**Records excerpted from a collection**
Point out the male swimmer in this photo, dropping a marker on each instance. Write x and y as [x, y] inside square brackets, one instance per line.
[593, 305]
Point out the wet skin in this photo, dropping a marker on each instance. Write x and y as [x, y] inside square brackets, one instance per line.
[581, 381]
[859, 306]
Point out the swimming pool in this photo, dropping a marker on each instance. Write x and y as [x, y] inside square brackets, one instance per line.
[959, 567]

---

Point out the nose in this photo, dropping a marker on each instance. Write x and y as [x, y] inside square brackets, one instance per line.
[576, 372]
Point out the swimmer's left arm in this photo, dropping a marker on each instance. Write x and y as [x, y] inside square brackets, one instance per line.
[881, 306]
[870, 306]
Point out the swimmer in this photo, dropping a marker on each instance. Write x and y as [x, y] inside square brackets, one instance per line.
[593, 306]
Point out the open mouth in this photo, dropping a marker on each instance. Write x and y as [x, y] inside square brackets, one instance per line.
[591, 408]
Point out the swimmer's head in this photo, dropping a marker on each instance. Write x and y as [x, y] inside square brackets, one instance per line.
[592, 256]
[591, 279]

**WORK TO COMPLETE**
Return each line of the material above that contains the string "swimmer". Matching is case-sensitive.

**FULL SOLUTION**
Point out the male swimmer in this photo, dropping a marker on each instance. Write x and y as [x, y] inside square brackets, one instance per line.
Point out the swimmer's left arm in this photo, dropping a marker on each instance. Write x and y as [x, y] inside square brackets, one instance per line.
Point out the swimmer in this photo, dropping a marker on each instance. Write x and y as [x, y] inside square brackets, one instance per line.
Point out the swimmer's head in this photo, dropping a marker on each instance. Write x and y as [x, y] inside square brackets, one instance per line.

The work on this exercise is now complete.